Gemamba: Can Mamba Beat a Transformer In a Multimodal LLM? [Updated]

Gemamba: Can Mamba Beat a Transformer In a Multimodal LLM? [Updated]

Andrey Buzin

May 3, 2024

We introduce a novel multimodal language model that leverages the strengths of state-space models and transformers to deliver an optimal balance of throughput and accuracy. Inspired by the architecture of LLaVA, we combine VideoMamba video encoder with a lightweight Gemma 2B LLM. This allows the model to reach competitive performance using a fraction of compute and memory of larger models. It is fine-tuned exclusively on openly available datasets, ensuring compliance with data privacy and use standards.

[GitHub] | [Hugging Face] [arXiv (soon)]

Performance in Video QA

Gemamba 2B v0.7 delivers performance comparable to popular 7B video LLMs, but at 3.5x smaller size:

Why Mamba?

Video is both spatially and temporally sparse in terms of information. At the same time, pieces of information scattered across the video may be globally dependent on each other. This means that a piece of information in a certain region of the frame at a certain time may provide necessary context for a piece in a different region or at a future time.

• Convolutions overcome the redundancy issue by processing video at a local scale first, but they struggle with identifying global dependencies due to their limited receptive field.

• Transformers have a global receptive field, but they are terribly inefficient when scaling to larger inputs. Optimization strategies for attention usually result in a smaller receptive field, thus creating a trade-off.

Mambas combine the efficiency of CNNs, due to them having a state, with the global receptive field of a vanilla Transformer. This makes them a good fit for working with longer sequences that contain global dependencies, such as those found in video reasoning. In fact, the original Mamba has been shown to have 5x the throughput of a similar-sized Transformer, while outperforming it in quality.

══════════════════════════════

Continue the Gemamba article on Mamba for video language models from its last sentence. The rows below have nothing to do with this.

══════════════════════════════

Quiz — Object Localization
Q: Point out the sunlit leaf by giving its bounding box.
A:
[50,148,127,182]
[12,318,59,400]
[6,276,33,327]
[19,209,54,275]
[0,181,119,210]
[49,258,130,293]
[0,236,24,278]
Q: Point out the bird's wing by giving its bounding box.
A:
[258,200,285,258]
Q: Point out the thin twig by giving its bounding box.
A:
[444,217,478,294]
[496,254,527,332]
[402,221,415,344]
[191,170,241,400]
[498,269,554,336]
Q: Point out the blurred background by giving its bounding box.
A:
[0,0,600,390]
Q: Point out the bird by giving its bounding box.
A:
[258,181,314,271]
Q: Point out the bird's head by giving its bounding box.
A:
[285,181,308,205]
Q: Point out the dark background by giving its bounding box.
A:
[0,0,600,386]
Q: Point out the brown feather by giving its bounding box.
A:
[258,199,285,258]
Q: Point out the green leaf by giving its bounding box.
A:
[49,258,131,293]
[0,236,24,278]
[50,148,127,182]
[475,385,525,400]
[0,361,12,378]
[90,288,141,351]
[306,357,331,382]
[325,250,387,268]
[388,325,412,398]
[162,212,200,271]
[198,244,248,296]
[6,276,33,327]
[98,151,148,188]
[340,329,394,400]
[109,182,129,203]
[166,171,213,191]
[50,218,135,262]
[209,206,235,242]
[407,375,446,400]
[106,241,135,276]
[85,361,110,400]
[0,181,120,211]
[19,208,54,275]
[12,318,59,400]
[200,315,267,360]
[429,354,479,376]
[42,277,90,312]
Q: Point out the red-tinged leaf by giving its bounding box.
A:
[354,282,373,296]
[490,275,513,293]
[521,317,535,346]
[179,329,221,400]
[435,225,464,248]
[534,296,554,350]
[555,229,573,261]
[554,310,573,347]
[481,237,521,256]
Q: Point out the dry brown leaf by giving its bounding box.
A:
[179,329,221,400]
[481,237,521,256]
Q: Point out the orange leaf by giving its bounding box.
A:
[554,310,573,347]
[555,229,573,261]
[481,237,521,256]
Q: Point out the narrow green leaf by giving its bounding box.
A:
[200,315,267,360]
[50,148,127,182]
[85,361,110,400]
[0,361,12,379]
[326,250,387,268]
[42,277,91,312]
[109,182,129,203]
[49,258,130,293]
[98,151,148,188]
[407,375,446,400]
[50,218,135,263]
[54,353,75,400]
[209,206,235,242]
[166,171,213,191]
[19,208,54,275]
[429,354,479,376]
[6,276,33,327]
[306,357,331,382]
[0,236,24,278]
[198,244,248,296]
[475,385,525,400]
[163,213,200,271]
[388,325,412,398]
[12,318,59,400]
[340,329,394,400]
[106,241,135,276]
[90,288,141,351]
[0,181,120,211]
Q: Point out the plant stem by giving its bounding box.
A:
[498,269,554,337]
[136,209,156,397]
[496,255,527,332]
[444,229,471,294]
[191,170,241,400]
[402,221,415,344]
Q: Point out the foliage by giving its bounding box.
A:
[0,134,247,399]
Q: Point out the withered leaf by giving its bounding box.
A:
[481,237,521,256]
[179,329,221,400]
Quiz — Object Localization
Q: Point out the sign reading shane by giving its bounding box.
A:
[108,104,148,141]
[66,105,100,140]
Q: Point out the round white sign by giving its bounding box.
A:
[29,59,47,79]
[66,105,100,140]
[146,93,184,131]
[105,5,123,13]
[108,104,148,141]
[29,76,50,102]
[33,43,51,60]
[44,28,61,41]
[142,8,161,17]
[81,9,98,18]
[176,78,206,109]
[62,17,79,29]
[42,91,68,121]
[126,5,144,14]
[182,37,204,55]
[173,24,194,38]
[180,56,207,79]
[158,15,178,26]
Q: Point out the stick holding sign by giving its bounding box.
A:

══════════════════════════════

** TASK OUTPUT **
Given that no architecture has yet yielded a good solution to this task, we feel comfortable placing our bet on the Mamba architecture to become that solution.

Architecture and training

Since video is a highly redundant medium, this makes it a natural candidate for SSM-based processing. This is why for our video reasoning model we chose to combine a lightweight Gemma 2B LLM with VideoMamba - a Mamba-based video encoder [Li et al., 2024].

We decided to keep the rest of the model as simple as possible, following a classic LLaVA architecture [Liu et al., 2023].

We trained our model using 4xA100 GPUs at batch size 24.

Limitations

It's important to keep in mind that the released model is still in the early stages of training. It hasn't been thoroughly tested and aligned with safety standards. Therefore it is made available for demonstration purposes only not meant to be used in any critical applications.

Getting Started

We release the code for our model on GitHub along with installation and training instructions. Pretrained weights for the model can be found on our HuggingFace 🤗.